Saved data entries
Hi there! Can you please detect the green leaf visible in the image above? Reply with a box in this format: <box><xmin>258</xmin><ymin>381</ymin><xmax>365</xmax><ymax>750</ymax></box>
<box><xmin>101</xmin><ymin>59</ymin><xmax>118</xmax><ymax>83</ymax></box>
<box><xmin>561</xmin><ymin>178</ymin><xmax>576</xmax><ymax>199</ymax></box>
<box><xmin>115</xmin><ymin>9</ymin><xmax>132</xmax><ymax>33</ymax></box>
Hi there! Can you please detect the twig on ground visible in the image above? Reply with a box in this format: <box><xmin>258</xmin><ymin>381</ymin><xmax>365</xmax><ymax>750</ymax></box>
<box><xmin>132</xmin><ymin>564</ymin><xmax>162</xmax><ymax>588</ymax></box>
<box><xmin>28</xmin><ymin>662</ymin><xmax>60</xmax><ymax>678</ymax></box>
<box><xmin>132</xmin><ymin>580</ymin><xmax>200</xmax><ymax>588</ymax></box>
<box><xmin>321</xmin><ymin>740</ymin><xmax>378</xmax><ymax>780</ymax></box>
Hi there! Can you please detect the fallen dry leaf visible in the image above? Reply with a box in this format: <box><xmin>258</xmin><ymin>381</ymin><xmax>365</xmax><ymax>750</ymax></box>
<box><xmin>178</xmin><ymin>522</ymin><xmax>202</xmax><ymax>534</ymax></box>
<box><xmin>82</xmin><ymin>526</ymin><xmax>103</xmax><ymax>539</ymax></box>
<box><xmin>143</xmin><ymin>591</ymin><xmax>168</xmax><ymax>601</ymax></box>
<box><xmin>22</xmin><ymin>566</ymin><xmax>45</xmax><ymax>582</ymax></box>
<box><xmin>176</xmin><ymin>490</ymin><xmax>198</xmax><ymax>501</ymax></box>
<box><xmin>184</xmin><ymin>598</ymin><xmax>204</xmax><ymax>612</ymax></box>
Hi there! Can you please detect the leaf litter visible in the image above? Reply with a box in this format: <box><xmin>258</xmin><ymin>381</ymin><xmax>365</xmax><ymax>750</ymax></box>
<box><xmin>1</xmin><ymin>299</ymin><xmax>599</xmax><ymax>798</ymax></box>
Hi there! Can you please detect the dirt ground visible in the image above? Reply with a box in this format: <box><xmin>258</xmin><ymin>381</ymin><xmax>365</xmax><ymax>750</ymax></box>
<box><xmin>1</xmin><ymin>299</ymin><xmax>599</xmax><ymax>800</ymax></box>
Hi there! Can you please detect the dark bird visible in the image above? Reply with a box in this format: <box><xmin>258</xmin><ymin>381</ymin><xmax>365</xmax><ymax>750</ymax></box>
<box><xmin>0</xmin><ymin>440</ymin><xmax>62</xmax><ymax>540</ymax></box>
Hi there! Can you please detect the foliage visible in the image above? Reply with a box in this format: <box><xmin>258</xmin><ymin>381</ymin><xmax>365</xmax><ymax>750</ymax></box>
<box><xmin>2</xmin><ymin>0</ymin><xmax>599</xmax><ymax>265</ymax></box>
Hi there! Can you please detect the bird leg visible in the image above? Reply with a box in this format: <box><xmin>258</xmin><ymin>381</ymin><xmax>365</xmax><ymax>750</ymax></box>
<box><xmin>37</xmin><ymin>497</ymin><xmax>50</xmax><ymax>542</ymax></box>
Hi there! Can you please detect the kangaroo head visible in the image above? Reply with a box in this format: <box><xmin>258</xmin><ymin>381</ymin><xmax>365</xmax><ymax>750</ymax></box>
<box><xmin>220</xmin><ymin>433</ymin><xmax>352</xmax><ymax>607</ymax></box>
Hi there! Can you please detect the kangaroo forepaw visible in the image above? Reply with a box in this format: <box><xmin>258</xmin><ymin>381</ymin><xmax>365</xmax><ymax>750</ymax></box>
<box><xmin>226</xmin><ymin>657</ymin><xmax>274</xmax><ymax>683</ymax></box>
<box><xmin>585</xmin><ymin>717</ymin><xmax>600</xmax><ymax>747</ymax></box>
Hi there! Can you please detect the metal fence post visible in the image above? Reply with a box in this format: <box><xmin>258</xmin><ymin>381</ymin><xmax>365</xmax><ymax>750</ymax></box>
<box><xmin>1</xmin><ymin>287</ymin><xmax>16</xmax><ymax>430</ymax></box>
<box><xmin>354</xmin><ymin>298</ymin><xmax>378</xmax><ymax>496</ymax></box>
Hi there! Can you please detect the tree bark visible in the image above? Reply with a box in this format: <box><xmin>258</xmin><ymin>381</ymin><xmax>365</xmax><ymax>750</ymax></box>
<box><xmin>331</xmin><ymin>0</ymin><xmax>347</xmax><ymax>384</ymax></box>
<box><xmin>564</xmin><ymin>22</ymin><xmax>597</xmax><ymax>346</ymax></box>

▶ Task objective: Every line of the records above needs to be given again exactly.

▶ Result of the exercise:
Hi there! Can you please detect the green leaf visible in the image above? Reply with a box in this format: <box><xmin>258</xmin><ymin>381</ymin><xmax>365</xmax><ymax>750</ymax></box>
<box><xmin>101</xmin><ymin>59</ymin><xmax>118</xmax><ymax>83</ymax></box>
<box><xmin>561</xmin><ymin>178</ymin><xmax>576</xmax><ymax>199</ymax></box>
<box><xmin>115</xmin><ymin>9</ymin><xmax>132</xmax><ymax>33</ymax></box>
Hi there! Can you please detect the twig on ground visible in the image above? Reply with a box in this format: <box><xmin>258</xmin><ymin>381</ymin><xmax>365</xmax><ymax>750</ymax></box>
<box><xmin>132</xmin><ymin>564</ymin><xmax>162</xmax><ymax>588</ymax></box>
<box><xmin>28</xmin><ymin>662</ymin><xmax>60</xmax><ymax>678</ymax></box>
<box><xmin>132</xmin><ymin>580</ymin><xmax>200</xmax><ymax>588</ymax></box>
<box><xmin>321</xmin><ymin>740</ymin><xmax>378</xmax><ymax>780</ymax></box>
Hi there! Can you please detect the fallen dry leaf visible in the image above? Reply with a box in this format: <box><xmin>258</xmin><ymin>381</ymin><xmax>365</xmax><ymax>750</ymax></box>
<box><xmin>178</xmin><ymin>522</ymin><xmax>202</xmax><ymax>534</ymax></box>
<box><xmin>82</xmin><ymin>526</ymin><xmax>103</xmax><ymax>539</ymax></box>
<box><xmin>143</xmin><ymin>591</ymin><xmax>168</xmax><ymax>601</ymax></box>
<box><xmin>22</xmin><ymin>566</ymin><xmax>45</xmax><ymax>582</ymax></box>
<box><xmin>176</xmin><ymin>490</ymin><xmax>198</xmax><ymax>501</ymax></box>
<box><xmin>184</xmin><ymin>598</ymin><xmax>204</xmax><ymax>612</ymax></box>
Hi there! Can you please detect the leaf litter visible in the image above? Reply with a box in this format: <box><xmin>258</xmin><ymin>381</ymin><xmax>365</xmax><ymax>750</ymax></box>
<box><xmin>1</xmin><ymin>299</ymin><xmax>599</xmax><ymax>798</ymax></box>
Hi there! Can you please detect the dirt ground visible in the image above? Reply with a box in this format: <box><xmin>258</xmin><ymin>381</ymin><xmax>365</xmax><ymax>750</ymax></box>
<box><xmin>1</xmin><ymin>299</ymin><xmax>599</xmax><ymax>800</ymax></box>
Hi there! Can you please detect the dark bird visible in the image above? Reply with a box in this format: <box><xmin>258</xmin><ymin>381</ymin><xmax>365</xmax><ymax>750</ymax></box>
<box><xmin>0</xmin><ymin>440</ymin><xmax>62</xmax><ymax>540</ymax></box>
Hi there! Can you please detect the foliage visible in the image above? Reply with a box in this format: <box><xmin>258</xmin><ymin>381</ymin><xmax>365</xmax><ymax>750</ymax></box>
<box><xmin>2</xmin><ymin>0</ymin><xmax>599</xmax><ymax>265</ymax></box>
Hi there! Can you please detect the bird leg visible in the image above? Reply with a box in this format: <box><xmin>258</xmin><ymin>381</ymin><xmax>365</xmax><ymax>750</ymax></box>
<box><xmin>37</xmin><ymin>497</ymin><xmax>50</xmax><ymax>542</ymax></box>
Hi there! Can you please detect the kangaroo head visible in the image above? Reply with a box in this format: <box><xmin>258</xmin><ymin>381</ymin><xmax>365</xmax><ymax>750</ymax></box>
<box><xmin>220</xmin><ymin>433</ymin><xmax>352</xmax><ymax>607</ymax></box>
Hi there! Can you please detect the kangaroo forepaw visible in the image above? Reply with a box in this format: <box><xmin>258</xmin><ymin>381</ymin><xmax>365</xmax><ymax>750</ymax></box>
<box><xmin>226</xmin><ymin>657</ymin><xmax>274</xmax><ymax>683</ymax></box>
<box><xmin>585</xmin><ymin>717</ymin><xmax>600</xmax><ymax>747</ymax></box>
Hi there! Can you please detect the metal fence post visible in the image above? Reply with a box in this format: <box><xmin>258</xmin><ymin>381</ymin><xmax>365</xmax><ymax>750</ymax></box>
<box><xmin>1</xmin><ymin>287</ymin><xmax>16</xmax><ymax>430</ymax></box>
<box><xmin>354</xmin><ymin>298</ymin><xmax>378</xmax><ymax>496</ymax></box>
Hi there! Can you please detect the tree bark visible in the image above? Reply with a box in this format: <box><xmin>258</xmin><ymin>381</ymin><xmax>365</xmax><ymax>750</ymax></box>
<box><xmin>331</xmin><ymin>0</ymin><xmax>347</xmax><ymax>384</ymax></box>
<box><xmin>564</xmin><ymin>22</ymin><xmax>597</xmax><ymax>346</ymax></box>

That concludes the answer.